───── SUPPLIED RECORDS

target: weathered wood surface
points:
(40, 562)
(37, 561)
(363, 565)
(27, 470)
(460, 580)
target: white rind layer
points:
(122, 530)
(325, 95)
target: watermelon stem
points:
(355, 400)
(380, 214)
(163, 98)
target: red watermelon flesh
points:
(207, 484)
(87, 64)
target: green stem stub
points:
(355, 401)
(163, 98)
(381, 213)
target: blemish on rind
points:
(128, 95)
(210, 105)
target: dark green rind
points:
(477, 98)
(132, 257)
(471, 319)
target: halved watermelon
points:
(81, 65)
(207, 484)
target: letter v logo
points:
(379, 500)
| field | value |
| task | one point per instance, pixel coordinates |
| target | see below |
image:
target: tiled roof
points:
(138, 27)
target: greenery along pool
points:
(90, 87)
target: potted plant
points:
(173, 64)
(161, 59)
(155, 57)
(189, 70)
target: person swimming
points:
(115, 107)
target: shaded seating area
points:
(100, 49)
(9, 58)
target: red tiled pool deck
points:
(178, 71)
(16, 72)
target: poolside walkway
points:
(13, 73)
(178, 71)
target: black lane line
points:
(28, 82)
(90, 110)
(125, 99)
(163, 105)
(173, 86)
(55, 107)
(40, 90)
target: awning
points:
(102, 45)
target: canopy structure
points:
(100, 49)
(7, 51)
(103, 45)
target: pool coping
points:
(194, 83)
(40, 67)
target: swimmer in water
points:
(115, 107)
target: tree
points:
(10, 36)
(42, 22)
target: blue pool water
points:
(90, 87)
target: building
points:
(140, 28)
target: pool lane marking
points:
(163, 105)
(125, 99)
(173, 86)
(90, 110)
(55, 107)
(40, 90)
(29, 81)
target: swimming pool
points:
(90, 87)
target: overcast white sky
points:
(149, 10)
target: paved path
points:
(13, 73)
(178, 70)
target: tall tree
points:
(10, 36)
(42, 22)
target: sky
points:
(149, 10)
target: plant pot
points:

──────────

TASK DETAILS:
Give again the closing portion of the entries, from the line with "target: tall tree" through the last line. Keep it exact and add nothing.

OUTPUT FOR THIS TASK:
target: tall tree
points:
(10, 36)
(42, 22)
target: sky
points:
(149, 10)
target: plant pot
points:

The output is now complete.